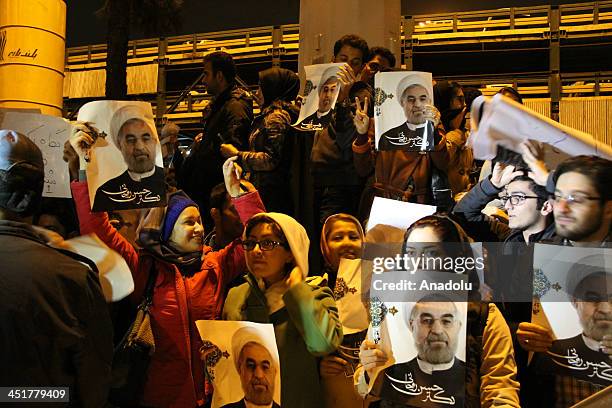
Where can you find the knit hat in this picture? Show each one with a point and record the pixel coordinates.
(21, 173)
(176, 205)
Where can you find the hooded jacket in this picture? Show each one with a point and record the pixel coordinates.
(175, 376)
(306, 325)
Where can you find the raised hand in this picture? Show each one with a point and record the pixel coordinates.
(332, 366)
(81, 139)
(533, 154)
(371, 355)
(228, 150)
(361, 118)
(533, 337)
(231, 176)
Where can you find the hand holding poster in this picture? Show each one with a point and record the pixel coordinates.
(321, 92)
(49, 133)
(573, 286)
(500, 121)
(404, 116)
(125, 169)
(242, 353)
(425, 344)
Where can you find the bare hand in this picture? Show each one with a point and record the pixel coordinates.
(347, 80)
(81, 141)
(332, 366)
(533, 155)
(533, 337)
(432, 114)
(295, 276)
(361, 118)
(231, 176)
(228, 150)
(503, 174)
(371, 355)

****

> [WHAT THE TASK REQUIRES] Copy out all of the records above verbatim, line for line, and omit the pictures.

> [REPLY]
Where can you find the knit hat in this picture? Show each one with a point and record the pixel coordinates.
(21, 173)
(176, 205)
Where can you find the hooded jacket in this picture? Show each one with a point and record the pixel coordinates.
(175, 376)
(306, 325)
Where can you find the raised hand in this picture? Show each one with a point and record the pixel coordinates.
(332, 366)
(81, 139)
(533, 154)
(371, 355)
(228, 150)
(361, 118)
(533, 337)
(231, 176)
Where can you find the hand holding poster in this picture? Show each one with a point and record the pixel coordinates.
(321, 92)
(49, 133)
(573, 286)
(500, 121)
(404, 116)
(125, 169)
(242, 353)
(425, 344)
Where can you find the bare hand in this picture? Show each one with a point and record the pixel coordinates.
(347, 80)
(81, 141)
(332, 366)
(533, 155)
(533, 337)
(432, 114)
(295, 276)
(361, 118)
(231, 176)
(228, 150)
(503, 174)
(371, 355)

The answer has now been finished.